*** EXTRACTED INFORMATION Section Begins ***
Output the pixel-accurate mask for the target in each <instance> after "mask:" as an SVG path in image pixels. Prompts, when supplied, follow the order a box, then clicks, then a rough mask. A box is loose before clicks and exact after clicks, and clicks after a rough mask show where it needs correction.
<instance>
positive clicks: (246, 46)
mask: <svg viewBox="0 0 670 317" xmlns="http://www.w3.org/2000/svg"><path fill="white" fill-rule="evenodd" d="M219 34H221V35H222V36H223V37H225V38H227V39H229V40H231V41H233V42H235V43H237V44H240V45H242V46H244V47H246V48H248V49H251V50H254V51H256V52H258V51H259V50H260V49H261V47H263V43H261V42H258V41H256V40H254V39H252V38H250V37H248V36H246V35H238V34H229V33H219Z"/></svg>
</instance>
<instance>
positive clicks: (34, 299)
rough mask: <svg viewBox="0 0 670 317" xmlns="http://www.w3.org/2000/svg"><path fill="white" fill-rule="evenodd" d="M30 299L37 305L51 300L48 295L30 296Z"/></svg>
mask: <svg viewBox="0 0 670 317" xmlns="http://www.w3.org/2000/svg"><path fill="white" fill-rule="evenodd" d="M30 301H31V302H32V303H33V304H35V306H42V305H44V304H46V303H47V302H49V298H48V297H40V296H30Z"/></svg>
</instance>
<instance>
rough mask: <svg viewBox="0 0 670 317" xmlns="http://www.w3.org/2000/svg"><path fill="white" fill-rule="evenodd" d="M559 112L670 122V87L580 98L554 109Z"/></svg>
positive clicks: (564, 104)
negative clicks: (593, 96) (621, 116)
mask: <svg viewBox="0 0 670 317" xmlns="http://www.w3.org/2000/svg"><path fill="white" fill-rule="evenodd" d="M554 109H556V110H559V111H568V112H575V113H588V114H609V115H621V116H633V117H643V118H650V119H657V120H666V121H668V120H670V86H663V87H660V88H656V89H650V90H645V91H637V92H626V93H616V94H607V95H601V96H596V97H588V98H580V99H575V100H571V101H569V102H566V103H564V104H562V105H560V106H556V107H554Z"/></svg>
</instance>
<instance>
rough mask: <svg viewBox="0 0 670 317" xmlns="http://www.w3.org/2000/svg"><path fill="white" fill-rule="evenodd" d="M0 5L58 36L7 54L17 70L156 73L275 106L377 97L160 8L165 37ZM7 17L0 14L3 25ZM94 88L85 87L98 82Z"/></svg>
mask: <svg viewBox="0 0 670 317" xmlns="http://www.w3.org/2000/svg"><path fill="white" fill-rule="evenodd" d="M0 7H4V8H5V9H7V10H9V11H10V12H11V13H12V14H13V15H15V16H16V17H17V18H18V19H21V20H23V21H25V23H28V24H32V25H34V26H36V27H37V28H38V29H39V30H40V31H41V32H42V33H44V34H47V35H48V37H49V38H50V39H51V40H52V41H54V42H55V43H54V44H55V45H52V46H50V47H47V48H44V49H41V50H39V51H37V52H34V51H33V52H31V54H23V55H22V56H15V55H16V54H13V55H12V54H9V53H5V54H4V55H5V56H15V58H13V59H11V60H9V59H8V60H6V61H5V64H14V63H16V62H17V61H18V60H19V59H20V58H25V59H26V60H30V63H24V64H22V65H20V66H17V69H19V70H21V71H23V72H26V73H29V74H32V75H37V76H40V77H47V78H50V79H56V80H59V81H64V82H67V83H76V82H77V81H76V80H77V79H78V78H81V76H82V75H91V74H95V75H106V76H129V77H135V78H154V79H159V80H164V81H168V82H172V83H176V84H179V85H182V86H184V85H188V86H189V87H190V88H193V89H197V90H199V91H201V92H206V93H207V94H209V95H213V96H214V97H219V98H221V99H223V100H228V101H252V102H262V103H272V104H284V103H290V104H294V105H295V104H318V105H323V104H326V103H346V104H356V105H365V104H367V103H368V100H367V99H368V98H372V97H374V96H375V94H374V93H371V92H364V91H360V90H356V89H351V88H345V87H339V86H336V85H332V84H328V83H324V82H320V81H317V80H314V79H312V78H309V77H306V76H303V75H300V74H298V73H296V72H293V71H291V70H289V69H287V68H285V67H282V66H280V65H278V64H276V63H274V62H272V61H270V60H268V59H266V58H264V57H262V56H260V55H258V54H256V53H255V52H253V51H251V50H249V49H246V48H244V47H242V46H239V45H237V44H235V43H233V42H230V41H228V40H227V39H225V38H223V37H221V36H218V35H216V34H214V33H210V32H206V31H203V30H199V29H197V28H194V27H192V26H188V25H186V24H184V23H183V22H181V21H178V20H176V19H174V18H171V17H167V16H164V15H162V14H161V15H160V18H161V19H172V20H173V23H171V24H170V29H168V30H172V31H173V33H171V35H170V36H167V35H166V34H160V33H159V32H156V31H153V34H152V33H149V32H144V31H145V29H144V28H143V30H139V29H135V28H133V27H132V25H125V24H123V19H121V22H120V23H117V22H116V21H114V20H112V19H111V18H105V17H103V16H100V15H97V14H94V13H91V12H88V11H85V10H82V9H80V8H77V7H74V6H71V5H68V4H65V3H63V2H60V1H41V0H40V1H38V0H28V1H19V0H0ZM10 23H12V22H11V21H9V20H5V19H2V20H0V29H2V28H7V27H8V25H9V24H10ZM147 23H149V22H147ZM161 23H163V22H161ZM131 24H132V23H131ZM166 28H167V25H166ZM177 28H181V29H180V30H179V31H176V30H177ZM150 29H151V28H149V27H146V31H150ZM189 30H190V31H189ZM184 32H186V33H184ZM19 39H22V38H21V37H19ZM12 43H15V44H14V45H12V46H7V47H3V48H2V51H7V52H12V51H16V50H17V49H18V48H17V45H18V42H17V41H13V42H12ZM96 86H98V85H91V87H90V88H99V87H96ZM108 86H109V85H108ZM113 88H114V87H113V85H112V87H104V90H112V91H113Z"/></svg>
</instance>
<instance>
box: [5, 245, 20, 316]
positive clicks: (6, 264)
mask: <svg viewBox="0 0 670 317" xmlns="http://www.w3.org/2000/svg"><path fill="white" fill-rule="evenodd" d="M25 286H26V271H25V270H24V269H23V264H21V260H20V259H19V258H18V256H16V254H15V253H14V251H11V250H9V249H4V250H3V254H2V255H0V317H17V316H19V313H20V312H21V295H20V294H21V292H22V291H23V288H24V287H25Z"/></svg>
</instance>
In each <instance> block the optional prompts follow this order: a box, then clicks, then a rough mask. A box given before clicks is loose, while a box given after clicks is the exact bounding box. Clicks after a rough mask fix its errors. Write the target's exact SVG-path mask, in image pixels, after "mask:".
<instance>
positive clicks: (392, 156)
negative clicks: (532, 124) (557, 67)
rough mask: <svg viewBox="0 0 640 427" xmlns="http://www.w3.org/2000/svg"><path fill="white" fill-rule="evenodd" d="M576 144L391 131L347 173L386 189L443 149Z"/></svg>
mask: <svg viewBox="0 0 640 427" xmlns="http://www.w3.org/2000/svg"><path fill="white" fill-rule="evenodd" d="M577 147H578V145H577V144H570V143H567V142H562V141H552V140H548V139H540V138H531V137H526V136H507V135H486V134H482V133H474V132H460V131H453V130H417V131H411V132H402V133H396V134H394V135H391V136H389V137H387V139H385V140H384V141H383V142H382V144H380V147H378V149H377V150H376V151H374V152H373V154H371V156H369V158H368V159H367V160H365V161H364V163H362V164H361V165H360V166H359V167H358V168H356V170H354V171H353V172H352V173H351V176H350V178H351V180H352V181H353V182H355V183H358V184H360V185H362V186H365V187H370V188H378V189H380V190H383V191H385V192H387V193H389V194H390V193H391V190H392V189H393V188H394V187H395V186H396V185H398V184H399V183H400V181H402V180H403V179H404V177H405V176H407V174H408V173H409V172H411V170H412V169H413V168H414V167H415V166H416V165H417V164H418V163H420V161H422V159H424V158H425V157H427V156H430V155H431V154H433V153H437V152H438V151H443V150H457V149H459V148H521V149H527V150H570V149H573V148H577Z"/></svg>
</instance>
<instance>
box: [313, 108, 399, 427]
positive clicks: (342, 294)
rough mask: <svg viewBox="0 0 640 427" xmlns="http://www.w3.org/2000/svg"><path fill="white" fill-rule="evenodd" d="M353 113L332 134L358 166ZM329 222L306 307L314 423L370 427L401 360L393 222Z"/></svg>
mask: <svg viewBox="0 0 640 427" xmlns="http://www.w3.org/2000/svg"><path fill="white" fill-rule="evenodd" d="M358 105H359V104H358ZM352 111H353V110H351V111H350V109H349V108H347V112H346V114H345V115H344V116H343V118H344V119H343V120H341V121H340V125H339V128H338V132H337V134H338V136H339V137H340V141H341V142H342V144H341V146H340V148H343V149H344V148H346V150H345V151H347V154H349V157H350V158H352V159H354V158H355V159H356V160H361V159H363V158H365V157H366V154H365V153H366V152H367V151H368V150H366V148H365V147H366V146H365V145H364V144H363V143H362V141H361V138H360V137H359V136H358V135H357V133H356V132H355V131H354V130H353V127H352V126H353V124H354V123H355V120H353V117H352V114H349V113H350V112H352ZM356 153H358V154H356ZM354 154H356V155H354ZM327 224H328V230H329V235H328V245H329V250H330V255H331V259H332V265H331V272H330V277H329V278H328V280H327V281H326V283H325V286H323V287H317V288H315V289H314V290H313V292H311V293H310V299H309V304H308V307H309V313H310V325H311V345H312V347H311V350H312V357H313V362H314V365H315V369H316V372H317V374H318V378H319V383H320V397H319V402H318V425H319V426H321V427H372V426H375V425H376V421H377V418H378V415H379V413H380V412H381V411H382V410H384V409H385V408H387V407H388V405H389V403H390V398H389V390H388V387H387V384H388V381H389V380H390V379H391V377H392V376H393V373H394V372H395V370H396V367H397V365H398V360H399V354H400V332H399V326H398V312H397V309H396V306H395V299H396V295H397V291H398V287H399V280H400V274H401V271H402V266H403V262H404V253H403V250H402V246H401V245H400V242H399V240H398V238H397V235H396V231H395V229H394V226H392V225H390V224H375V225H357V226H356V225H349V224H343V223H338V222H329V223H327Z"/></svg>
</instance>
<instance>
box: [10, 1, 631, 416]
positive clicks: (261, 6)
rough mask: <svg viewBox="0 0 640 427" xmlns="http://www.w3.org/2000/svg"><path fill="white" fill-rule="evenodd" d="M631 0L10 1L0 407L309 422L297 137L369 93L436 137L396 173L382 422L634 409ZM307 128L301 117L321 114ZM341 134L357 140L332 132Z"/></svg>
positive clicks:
*** EXTRACTED INFORMATION Section Ends ***
● **PROBLEM TO WORK ON**: Please return every line from the one that contains "0L10 1L0 407L309" through the end of the entries, exactly, leaving out all others.

● **EXERCISE SOLUTION**:
rough mask: <svg viewBox="0 0 640 427" xmlns="http://www.w3.org/2000/svg"><path fill="white" fill-rule="evenodd" d="M631 0L10 1L0 407L309 422L297 137L369 93L436 137L396 173L382 422L634 409ZM307 128L301 117L321 114ZM341 134L357 140L332 132Z"/></svg>
positive clicks:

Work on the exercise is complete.